-- start Reading text --
I think we're really used to a faster-paced society and an accomplished-based society. We always want to figure out how we can do more and be more, but really deep healing occurs when you're able to just be.
And if you think of churches, I love churches. I've always loved church.
We'll be going to like Costa Rica or let's say Mexico and I'll walk into a church. We'll be going in Barcelona, I'll walk into a I absolutely love it because there's an intelligence in a church.
We'll be going to Costa Rica or let's say Mexico and I'll walk into a church. We'll be going in Barcelona, I'll walk into a church.
I absolutely love it because there's an intelligence in a church of how it's out, how it's designed to create spiritual experiences. There's an energy to that of devotion.
I can't personally speak to the decline of people's church experiences, but I do believe with YouTube and whatnot, spiritual experiences are accessible. And that's the thing.
It's like, if people ask for spiritual experience and they're sincere about it, it'll be produced. And that's a cool thing to really play with.
If you're listening to this and you don't know what a spiritual experience is or how to feel connected to spirit, like just sincerely ask and see. And then what will manifest is something that will be really beautiful.
I absolutely believe that. And I think that with the spiritual healing, for me, it goes hand in hand with hope and gratitude.
I find what are your thoughts on that? It's hard to have hope when you're hopeless. It's hard to have gratitude when you're trying to survive.
It's a lot of these quote unquote spiritual states of being is actually what's left over when you heal the things that are coming up for you. So if you excavate the anxiety, if you excavate the limitations, what's naturally there is the joy and the hope.
I think you can, through experiences, generate hope. You can, through breathing right now and saying, I'm grateful, generate gratitude.
But there's still going to be the thing that you're working on. And this is what's called a karmic trace.
And these karmic traces is the debris in our system that when a certain circumstances occurs, that looks like something that's happened in the past that's caused us pain, that emotion flares up. And we, our brain makes a guess on what we're experiencing and why.
And then we have an action that either strengthens that debris in our system or it suppresses it. And both of those things are less productive.
So if you're looking, I think it's important to live a spiritual life where you're actively healing the behaviors and the emotional trauma that you're experiencing to then become someone that's more peaceful. And I think peace is a beautiful North star.
In meditation, can I reach peace? Can I experience peace for a long period of time? Okay. Outside of this meditation, can I change my behaviors from things that made me, made me make me like aggressive? Can I change it from a peaceful way of responding? And then if you have the skillset to be able to shift into a peaceful state anytime that you want, then you're doing a really wonderful job.
And I believe that's like the simplest way to explain a kind of a spiritual lifestyle. Yeah.
Are you familiar with the director and producer, Louis Schwartzberg? Tell me about it. Well, he's most well-known for a Netflix show he did called Fantastic Fungi, which you might have heard of.
-- end Reading text --
## Exercise A:
In the talk on spiritual healing, what does the speaker call a beautiful North star?
The records below are unrelated to the talk on spiritual healing.
-- start Records provided --
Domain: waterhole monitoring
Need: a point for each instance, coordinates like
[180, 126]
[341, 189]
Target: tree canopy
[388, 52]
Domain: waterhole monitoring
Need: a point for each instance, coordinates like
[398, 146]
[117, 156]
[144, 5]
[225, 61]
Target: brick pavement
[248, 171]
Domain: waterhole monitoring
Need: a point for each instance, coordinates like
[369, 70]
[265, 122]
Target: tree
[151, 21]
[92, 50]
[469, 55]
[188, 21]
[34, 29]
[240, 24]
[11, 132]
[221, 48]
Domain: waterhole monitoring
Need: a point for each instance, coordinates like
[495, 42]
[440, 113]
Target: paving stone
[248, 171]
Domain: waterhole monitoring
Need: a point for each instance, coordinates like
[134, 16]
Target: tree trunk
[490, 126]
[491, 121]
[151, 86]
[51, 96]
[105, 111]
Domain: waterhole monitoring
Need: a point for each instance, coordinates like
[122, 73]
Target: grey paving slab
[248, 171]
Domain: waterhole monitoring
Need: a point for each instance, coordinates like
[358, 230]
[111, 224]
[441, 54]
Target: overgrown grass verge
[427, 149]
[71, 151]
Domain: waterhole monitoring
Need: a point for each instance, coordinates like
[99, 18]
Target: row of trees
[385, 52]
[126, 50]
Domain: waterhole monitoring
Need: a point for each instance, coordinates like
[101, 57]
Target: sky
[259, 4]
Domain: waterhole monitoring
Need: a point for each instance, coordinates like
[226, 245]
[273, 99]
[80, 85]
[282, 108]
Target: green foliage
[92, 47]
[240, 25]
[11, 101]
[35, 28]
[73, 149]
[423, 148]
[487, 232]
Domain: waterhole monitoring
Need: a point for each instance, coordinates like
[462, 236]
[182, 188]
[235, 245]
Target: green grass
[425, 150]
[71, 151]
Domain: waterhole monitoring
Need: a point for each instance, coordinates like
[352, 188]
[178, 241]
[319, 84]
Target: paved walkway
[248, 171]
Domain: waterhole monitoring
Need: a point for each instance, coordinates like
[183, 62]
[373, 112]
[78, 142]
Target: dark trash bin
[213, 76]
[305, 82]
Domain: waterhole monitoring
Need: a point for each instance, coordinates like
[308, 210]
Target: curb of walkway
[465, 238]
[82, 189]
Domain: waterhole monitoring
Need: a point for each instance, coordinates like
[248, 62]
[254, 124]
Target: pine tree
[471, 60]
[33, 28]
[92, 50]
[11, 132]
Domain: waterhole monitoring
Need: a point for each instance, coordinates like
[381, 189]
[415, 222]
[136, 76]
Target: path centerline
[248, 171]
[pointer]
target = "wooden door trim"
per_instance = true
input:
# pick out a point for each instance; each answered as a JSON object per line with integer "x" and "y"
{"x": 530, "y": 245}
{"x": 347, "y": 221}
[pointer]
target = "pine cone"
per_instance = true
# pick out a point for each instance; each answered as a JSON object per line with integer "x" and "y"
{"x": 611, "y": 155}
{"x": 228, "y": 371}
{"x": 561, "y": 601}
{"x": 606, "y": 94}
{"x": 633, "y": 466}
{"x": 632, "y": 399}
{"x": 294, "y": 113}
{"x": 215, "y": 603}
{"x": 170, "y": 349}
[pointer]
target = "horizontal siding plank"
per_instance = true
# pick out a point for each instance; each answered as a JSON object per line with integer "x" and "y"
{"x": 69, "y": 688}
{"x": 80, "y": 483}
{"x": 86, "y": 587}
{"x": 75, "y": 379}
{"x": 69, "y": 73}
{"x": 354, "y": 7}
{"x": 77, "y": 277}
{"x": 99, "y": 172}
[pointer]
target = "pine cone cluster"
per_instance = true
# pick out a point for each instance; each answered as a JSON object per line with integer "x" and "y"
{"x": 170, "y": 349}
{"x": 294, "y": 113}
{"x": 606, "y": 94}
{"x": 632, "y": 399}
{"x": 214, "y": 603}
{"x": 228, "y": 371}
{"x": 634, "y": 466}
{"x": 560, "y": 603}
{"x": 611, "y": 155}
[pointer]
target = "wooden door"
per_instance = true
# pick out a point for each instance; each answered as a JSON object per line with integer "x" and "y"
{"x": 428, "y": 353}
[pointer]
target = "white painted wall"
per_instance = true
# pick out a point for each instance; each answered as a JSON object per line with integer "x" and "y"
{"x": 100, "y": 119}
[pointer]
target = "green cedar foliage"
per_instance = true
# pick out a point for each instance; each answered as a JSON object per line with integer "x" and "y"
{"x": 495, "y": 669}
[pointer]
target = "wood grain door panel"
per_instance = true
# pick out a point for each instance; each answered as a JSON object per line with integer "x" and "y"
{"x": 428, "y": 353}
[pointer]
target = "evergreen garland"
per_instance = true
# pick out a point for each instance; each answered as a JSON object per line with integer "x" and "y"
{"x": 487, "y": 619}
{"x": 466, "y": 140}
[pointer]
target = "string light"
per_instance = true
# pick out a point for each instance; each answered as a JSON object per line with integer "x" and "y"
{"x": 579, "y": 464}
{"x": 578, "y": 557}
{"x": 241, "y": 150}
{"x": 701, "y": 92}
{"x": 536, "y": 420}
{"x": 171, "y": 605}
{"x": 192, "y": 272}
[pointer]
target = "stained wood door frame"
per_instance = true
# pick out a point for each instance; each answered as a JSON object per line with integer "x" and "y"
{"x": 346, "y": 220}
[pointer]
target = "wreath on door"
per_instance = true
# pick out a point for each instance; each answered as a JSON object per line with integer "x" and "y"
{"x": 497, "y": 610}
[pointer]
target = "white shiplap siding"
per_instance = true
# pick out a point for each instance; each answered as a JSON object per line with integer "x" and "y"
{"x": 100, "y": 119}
-- end Records provided --
## Exercise B:
How many lines of the records contain the word "grass"? Give only the number.

## Complete response A:
Peace

## Complete response B:
2